Excerpted passage →

-=-=-

### MLFlow Model Selection Use Case: Claims Prediction Model

In this notebook, we will build on our Claims Prediction Model Tracking use case - and enhance it a bit, this time to find out how we can use the best model generated over multiple runs. Once the best model has been selected we will also "download" the model prediction function from the tracking server, and run some predictions against data that is previously unseen by the model.

> **NOTE:** New to MLFlow? Head over to the [Beginners Guide to MLFlow Concepts notebook](https://eastus2.azuredatabricks.net/?o=3428697504158163#notebook/789425822738632/) and [MLFlow Tracking Use Case: Claims Prediction Model](https://eastus2.azuredatabricks.net/?o=3428697504158163#notebook/789425822738708) to learn the prerequisites.

### Load Required Packages

In [0]:
from pyspark.ml import Pipeline
from pyspark.ml.regression import LinearRegression
from pyspark.ml.feature import VectorAssembler
from pyspark.ml.feature import OneHotEncoder
from pyspark.ml.feature import StringIndexer
from pyspark.ml.tuning import ParamGridBuilder
from pyspark.ml.tuning import TrainValidationSplit
from pyspark.ml.evaluation import RegressionEvaluator
from pyspark.sql.functions import col
import mlflow
from mlflow import create_experiment
from mlflow import start_run
from mlflow import log_params
from mlflow.mleap import log_model
from mlflow import log_metric
from mlflow import end_run

### Querying, Preprocessing and Train-Test Split

> To reduce commentary, we have bundled multiple steps into a single command cell. For a more detailed explanation, please refer to the [MLFlow Tracking Use Case: Claims Prediction Model](https://eastus2.azuredatabricks.net/?o=3428697504158163#notebook/789425822738708).

-=-=-

To do →
1. In the claims prediction notebook, what will be done once the best model has been selected?
2. Explain why the claims prediction notebook bundles the querying, preprocessing and train-test split steps together.
3. List every name that the claims prediction notebook imports directly from the top-level mlflow package rather than from a submodule.

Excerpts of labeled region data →
-=-=-

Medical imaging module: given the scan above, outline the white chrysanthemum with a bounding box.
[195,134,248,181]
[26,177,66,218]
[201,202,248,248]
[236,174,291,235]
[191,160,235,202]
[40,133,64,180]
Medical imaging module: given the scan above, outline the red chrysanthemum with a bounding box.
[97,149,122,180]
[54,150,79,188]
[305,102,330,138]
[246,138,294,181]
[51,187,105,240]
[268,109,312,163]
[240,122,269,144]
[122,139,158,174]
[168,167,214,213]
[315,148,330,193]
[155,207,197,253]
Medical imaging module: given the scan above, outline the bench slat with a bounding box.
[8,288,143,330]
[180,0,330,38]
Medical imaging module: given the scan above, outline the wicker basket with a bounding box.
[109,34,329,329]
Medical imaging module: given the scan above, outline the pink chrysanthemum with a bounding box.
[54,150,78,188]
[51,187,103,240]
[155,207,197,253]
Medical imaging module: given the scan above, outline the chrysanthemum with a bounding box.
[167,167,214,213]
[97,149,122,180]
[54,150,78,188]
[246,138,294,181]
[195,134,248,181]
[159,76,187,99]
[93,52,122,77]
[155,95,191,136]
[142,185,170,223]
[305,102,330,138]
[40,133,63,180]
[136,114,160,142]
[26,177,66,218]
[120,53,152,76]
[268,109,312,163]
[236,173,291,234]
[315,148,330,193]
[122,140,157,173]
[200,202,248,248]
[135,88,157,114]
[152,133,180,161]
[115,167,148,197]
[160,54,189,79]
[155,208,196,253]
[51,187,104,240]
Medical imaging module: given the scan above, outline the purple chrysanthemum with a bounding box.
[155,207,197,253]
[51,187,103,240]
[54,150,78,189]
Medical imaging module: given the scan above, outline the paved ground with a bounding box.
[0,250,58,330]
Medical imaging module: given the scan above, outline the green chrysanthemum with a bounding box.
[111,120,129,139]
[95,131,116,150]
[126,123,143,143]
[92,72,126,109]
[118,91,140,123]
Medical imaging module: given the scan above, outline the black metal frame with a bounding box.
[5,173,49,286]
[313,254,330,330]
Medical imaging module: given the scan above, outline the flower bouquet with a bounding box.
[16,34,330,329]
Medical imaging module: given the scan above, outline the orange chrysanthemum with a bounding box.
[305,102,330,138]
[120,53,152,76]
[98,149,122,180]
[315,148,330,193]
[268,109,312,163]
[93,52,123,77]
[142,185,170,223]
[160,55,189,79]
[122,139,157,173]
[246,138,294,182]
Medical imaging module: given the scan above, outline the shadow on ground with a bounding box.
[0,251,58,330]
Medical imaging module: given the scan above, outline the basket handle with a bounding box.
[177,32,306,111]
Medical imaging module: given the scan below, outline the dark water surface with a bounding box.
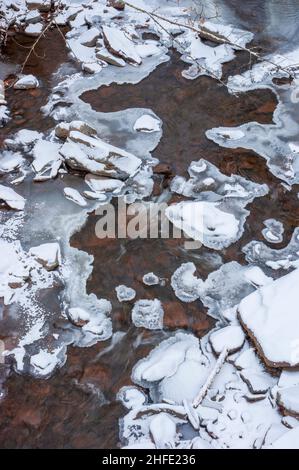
[0,6,299,448]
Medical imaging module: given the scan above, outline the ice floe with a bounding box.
[132,299,164,330]
[238,269,299,367]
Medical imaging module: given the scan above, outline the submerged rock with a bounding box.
[29,243,61,271]
[132,299,164,330]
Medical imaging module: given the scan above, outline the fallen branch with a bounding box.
[124,1,294,78]
[193,348,228,408]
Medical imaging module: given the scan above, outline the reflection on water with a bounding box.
[0,0,299,448]
[206,0,299,50]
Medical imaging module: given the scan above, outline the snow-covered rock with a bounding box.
[115,285,136,302]
[264,427,299,450]
[26,0,51,13]
[14,74,39,90]
[29,243,61,271]
[132,299,164,330]
[165,201,239,250]
[171,262,203,302]
[0,184,26,211]
[96,47,126,67]
[24,23,43,36]
[32,139,62,178]
[63,188,87,207]
[240,369,272,394]
[209,325,245,355]
[142,273,160,286]
[102,26,142,65]
[60,131,141,179]
[277,384,299,418]
[67,307,90,326]
[134,114,160,133]
[238,269,299,367]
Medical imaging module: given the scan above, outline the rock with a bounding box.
[0,80,6,105]
[0,184,26,211]
[165,201,240,250]
[70,121,97,136]
[263,426,299,449]
[96,47,126,67]
[150,413,176,449]
[107,0,125,11]
[55,122,70,140]
[60,131,141,179]
[63,188,87,207]
[29,243,61,271]
[171,262,203,302]
[234,348,261,370]
[115,285,136,302]
[25,10,41,24]
[24,23,43,37]
[102,26,142,65]
[82,62,103,74]
[142,273,160,286]
[26,0,51,13]
[132,299,164,330]
[85,174,124,194]
[79,28,100,47]
[238,269,299,367]
[209,325,245,355]
[240,369,272,395]
[32,140,62,177]
[277,385,299,418]
[14,75,39,90]
[134,114,161,133]
[67,307,90,327]
[278,369,299,388]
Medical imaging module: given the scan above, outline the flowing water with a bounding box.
[0,0,299,448]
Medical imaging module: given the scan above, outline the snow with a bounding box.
[166,201,239,250]
[240,369,272,395]
[239,269,299,367]
[63,188,87,207]
[142,273,160,286]
[30,349,60,377]
[277,384,299,417]
[96,47,126,67]
[60,131,141,179]
[132,299,164,330]
[209,325,245,355]
[0,150,24,174]
[32,139,62,177]
[102,26,142,65]
[85,174,124,194]
[264,427,299,450]
[14,75,39,90]
[115,285,136,302]
[0,184,26,211]
[171,262,202,302]
[150,413,176,449]
[29,243,61,271]
[262,219,284,243]
[134,114,160,132]
[24,23,43,36]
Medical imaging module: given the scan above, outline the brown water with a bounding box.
[0,24,299,448]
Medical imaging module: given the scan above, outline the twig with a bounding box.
[193,348,228,408]
[124,1,293,77]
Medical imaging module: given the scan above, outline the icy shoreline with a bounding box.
[0,1,299,449]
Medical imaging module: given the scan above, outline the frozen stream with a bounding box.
[0,0,299,449]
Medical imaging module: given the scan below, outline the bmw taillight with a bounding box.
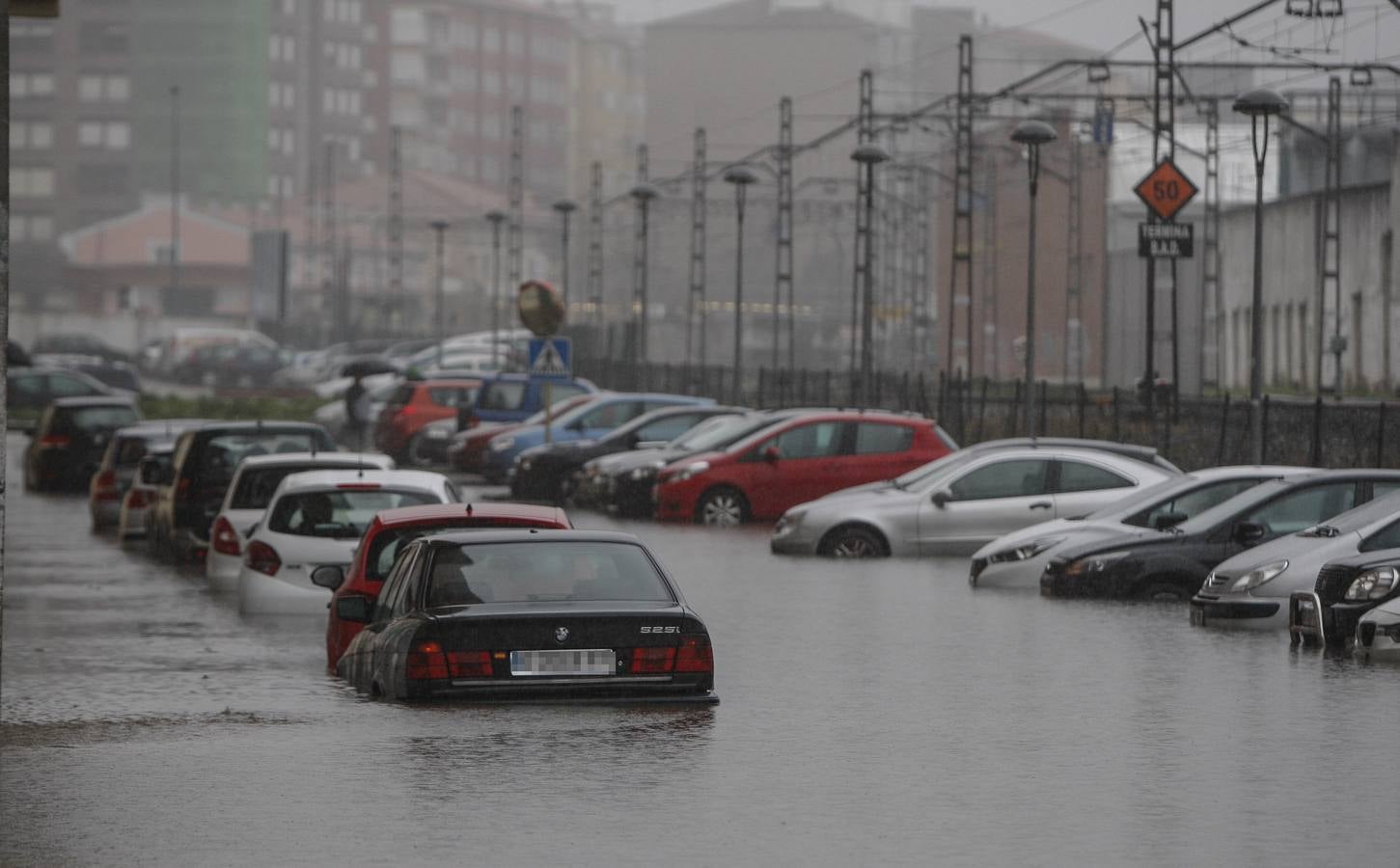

-=-=-

Expected responses →
1. The model prediction function will be "downloaded" from the tracking server and used to run predictions against data the model has not seen before.

2. The steps are bundled together to reduce commentary. Readers who want a more detailed explanation are referred to the MLFlow Tracking Use Case: Claims Prediction Model notebook.

3. create_experiment, start_run, log_params, log_metric, end_run